Stewart Donald once again joined us on the Roker Rapport Podcast earlier in the week, and while he was with us he discussed Kevin Ball’s future with the club after speaking on previous shows about how having him in an ambassadorial role was underutilising his abilities.

The plan for Ball is for the club legend to be the right-hand man of new Academy manager Paul Reid, with his main task to raise the standards that have slipped at all levels at the Academy of Light.

I’m going to see him again, we’re going to ask him to take a real active role in getting the standards in the academy spot on. He’s going to get heavily involved in the academy. I like Kevin, I like his standards and he’s a good influence. He sets high standards, we need higher standards and he has definitely been under-utilised. We are going to work him hard.

Kevin needs to sit with Paul Reid and be Paul’s right-hand man. The two of them are going to have to dove-tail to get those standards up.

After explaining what his role will be, Donald went on to go into detail about how those standards have slipped at the academy, with relegation to League One meaning poor attitudes in first team had bled through to the youth levels of the club.

Some of the first team attitude of thinking League One is below them has fed through to the academy. We’ve had academy kids say we are not coming back into training this year. So there’s a bit of an attitude that has crept in there and under Kevin Ball that didn’t happen.

We’ve got to get them [kids] connected to this football club, connected to the manager, connected to the fans rather than perceiving it as someone where they just to to play football, so when other opportunities come along, they actually feel part of something.

When they go out and are moaning about the pitches or their dinner, you think ‘you are at Sunderland football club at 13, 14, 15-years old, let’s be proud of that, let’s try and get into the first team of this football club’, let’s not say ‘we’re too good to come back training with Sunderland’. Who the hell do they think they are?

Attitude problems are not the only issue at the academy however, with clubs trying to take advantage of our relegation to League One by swooping for our most promising talents.

Already this summer we’ve lost Sam Greenwood to Arsenal and with the likes of Liverpool sniffing around Luca Stephenson, Donald bemoaned the rules that say the club can’t protect itself from it’s promising players being poached.

Dataset entries:
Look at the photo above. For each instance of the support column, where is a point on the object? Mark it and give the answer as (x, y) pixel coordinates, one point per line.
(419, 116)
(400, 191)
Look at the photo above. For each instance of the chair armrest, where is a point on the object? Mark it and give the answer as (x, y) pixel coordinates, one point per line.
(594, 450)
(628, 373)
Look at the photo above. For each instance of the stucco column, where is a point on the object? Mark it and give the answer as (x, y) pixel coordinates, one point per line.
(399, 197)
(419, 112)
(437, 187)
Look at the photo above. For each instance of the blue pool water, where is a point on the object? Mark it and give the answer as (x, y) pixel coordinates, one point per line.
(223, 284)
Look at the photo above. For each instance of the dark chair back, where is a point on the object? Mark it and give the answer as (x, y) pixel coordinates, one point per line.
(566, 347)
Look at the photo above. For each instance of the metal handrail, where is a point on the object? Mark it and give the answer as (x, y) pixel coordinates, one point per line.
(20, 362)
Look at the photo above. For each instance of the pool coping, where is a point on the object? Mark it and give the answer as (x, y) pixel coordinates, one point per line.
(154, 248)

■ PROBLEM REQUIREMENTS
Translate this sentence from the passage on Kevin Ball's academy role into Spanish: "Kevin needs to sit with Paul Reid and be Paul's right-hand man." Work only from the passage on Kevin Ball's academy role.

■ OUTPUT
Kevin tiene que sentarse con Paul Reid y ser la mano derecha de Paul.